-- SOURCE TEXT --
──────────────────────────────

On January 11, 1995, FERC issued an order in a case involving
Connecticut Light & Power (CL&P) that the Public Utility
Regulatory Policy Act forbids the states from requiring utilities
to pay more than avoided cost to QFs for electric power. FERC,
however, also ruled that it would not invalidate any pre-existing
contracts, but only would apply its ruling prospectively or to
contracts that were subject to a pending challenge (instituted at
the time of signing) by a utility. On the same day, FERC issued
an order that an ongoing challenge by the Company to the New York
Law requiring utilities to pay QFs a minimum of six cents for
electric power (the Six Cent Law) was moot in light of amendment
of that law in 1992 to prohibit future power purchase contracts
requiring the utility to pay more than its avoided cost. This
latter proceeding had been initiated in 1987. In April 1988,
FERC had ruled in the Company's favor, finding that the states
could not impose rates exceeding avoided cost for purchases from
QFs, but then stayed that decision in light of a rulemaking it
was instituting to address the issue. That rulemaking was never
completed.
On February 10, 1995, the Company filed a petition for rehearing
of both orders, which was subsequently denied. Thereafter, the
Company filed with the U.S. Court of Appeals for the District of
Columbia its petitions for review of FERC's denials of its
petitions for rehearing, which FERC and other parties moved to
dismiss for lack of jurisdiction. These motions remain pending.
On May 11, 1995, the Company filed complaints in the U.S.
District Court for the Northern District of New York against the
FERC and the PSC, contending that the FERC unlawfully ruled that
its decision in CL&P does not apply to purchases of power under
existing agreements. The PSC was named in this complaint on the
basis that its policies compelled the Company to enter into the
above market value agreements. In July 1995, various parties to
these actions, including the FERC and the PSC, moved to dismiss
this case. Those motions remain pending.
During April 1995, FERC also ruled against New York State
Electric and Gas Corp. (NYSEG) in a case involving contracts with
unregulated generators, despite NYSEG's position that the
unregulated generators' rates exceeded avoided costs. The PSC
supported NYSEG in the case, in which the utility sought to
revise long-term contracts signed in 1990 to buy up to 417
megawatts from two unregulated generators. NYSEG argued that the
costs it used to calculate the rates were no longer valid because
cheaper power was now available and the excess contract prices
impose a harsh burden on its electric customers. On May 11,
1995, NYSEG requested rehearing of the FERC's ruling which was
subsequently denied.

──────────────────────────────

-- JOB A --
Reproduce verbatim the rows from the stored entries below, starting with the row that contains "woman in green" and going on through the row that contains "left=917, top=361, right=966, bottom=441", with both of those rows included.

Stored entries
──────────────────────────────

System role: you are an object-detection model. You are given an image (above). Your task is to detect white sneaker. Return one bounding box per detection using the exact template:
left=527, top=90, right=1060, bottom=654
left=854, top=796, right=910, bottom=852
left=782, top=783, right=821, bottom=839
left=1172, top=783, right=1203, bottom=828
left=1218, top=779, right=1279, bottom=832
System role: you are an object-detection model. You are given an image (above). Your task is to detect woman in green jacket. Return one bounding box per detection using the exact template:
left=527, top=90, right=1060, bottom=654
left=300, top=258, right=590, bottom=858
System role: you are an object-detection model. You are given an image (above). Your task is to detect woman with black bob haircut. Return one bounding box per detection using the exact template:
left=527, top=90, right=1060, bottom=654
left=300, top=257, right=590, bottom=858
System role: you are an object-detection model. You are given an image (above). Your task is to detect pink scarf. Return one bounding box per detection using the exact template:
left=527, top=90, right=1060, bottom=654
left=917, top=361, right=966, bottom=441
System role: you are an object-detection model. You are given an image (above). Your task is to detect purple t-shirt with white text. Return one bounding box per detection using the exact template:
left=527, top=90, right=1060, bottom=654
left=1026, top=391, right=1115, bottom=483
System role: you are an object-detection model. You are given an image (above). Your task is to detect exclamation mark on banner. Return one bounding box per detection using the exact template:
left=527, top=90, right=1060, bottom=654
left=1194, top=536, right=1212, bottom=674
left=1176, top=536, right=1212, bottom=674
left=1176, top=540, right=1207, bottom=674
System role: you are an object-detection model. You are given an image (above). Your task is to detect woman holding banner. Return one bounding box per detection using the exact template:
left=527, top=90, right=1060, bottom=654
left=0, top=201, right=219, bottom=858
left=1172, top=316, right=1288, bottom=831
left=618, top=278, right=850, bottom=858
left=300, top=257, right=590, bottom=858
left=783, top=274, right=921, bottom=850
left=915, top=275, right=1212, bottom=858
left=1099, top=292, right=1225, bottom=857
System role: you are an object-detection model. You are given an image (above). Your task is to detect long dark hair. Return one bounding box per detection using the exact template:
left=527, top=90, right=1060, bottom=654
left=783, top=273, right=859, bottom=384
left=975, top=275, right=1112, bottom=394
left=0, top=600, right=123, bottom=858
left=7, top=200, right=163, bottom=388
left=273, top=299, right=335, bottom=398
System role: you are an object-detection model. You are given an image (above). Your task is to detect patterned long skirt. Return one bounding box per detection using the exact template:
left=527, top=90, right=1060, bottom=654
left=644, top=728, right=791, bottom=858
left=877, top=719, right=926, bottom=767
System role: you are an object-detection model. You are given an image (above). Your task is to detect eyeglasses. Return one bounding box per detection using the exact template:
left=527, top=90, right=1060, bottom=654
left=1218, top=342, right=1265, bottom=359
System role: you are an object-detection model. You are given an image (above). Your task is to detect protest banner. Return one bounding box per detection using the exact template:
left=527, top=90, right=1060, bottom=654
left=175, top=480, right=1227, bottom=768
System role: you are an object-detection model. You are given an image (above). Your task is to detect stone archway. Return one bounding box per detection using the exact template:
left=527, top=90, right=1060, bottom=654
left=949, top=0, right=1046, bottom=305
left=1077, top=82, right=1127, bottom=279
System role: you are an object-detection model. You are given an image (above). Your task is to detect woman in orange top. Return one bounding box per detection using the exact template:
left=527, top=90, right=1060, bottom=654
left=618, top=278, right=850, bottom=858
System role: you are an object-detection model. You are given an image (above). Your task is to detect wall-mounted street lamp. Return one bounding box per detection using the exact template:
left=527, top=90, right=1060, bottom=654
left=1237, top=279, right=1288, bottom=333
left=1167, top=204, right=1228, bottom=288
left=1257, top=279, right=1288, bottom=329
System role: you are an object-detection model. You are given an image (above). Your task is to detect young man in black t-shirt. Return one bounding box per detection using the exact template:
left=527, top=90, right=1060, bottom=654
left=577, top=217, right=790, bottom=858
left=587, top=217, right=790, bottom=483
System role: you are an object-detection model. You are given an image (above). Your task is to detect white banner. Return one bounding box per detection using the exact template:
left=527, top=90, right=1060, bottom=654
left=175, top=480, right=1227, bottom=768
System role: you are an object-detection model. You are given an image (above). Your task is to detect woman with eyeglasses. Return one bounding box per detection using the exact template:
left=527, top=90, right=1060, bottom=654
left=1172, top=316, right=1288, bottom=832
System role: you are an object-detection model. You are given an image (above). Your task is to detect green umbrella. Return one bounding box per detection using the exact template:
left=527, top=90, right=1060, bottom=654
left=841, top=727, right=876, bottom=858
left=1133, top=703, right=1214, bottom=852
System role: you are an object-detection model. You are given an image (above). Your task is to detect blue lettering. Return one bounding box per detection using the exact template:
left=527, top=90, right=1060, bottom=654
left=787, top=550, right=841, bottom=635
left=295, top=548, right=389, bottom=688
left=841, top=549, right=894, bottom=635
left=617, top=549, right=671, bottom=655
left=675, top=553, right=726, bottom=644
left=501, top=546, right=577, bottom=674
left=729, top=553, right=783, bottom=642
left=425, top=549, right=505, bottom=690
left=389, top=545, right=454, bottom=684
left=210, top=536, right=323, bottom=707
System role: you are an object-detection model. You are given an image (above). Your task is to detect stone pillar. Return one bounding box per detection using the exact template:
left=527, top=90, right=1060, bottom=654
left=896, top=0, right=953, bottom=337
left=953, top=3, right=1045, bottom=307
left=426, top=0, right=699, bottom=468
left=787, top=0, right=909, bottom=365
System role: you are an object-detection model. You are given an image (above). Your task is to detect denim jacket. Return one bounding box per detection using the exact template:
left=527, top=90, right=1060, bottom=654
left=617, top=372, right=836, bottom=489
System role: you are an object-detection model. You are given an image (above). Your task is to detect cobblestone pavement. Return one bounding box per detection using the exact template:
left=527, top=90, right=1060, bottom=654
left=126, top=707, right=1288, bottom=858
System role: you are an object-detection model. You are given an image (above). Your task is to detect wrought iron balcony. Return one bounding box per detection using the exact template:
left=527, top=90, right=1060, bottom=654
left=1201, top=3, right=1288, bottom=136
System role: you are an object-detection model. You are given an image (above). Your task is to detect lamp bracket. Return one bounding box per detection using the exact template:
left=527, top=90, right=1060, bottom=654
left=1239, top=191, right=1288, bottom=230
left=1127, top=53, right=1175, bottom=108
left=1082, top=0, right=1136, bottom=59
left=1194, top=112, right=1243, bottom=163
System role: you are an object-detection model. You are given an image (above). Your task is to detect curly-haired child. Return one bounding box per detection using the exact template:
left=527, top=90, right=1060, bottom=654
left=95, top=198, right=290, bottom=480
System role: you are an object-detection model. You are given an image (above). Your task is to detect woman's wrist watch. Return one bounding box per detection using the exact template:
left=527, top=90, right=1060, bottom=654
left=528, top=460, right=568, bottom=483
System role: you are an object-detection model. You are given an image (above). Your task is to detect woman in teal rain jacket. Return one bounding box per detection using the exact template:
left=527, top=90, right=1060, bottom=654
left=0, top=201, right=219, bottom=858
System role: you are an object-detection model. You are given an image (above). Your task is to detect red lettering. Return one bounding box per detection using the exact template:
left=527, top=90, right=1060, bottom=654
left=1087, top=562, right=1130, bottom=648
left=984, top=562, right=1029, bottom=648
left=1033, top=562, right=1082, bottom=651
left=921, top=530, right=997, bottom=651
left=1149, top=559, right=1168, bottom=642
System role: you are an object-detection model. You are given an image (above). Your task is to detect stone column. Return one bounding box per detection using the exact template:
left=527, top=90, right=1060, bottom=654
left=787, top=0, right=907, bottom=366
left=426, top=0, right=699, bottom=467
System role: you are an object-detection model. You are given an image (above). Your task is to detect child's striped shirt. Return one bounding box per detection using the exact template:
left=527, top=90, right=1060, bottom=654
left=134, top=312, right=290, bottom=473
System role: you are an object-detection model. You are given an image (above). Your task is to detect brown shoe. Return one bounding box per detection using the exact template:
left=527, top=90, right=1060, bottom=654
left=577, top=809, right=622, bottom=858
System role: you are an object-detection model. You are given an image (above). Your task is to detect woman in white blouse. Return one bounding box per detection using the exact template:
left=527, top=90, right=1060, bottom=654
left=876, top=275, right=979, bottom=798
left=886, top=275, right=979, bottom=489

──────────────────────────────

-- JOB B --
Write out word for word the part of the passage above on FERC's avoided-cost rulings that starts with "On February 10, 1995, the" and goes on through "in the U.S.".

-- RESPONSE A --
System role: you are an object-detection model. You are given an image (above). Your task is to detect woman in green jacket. Return one bounding box per detection using the exact template:
left=527, top=90, right=1060, bottom=654
left=300, top=258, right=590, bottom=858
System role: you are an object-detection model. You are given an image (above). Your task is to detect woman with black bob haircut. Return one bounding box per detection using the exact template:
left=527, top=90, right=1060, bottom=654
left=300, top=257, right=590, bottom=858
System role: you are an object-detection model. You are given an image (above). Your task is to detect pink scarf. Return one bounding box per detection using the exact template:
left=527, top=90, right=1060, bottom=654
left=917, top=361, right=966, bottom=441

-- RESPONSE B --
On February 10, 1995, the Company filed a petition for rehearing
of both orders, which was subsequently denied. Thereafter, the
Company filed with the U.S. Court of Appeals for the District of
Columbia its petitions for review of FERC's denials of its
petitions for rehearing, which FERC and other parties moved to
dismiss for lack of jurisdiction. These motions remain pending.
On May 11, 1995, the Company filed complaints in the U.S.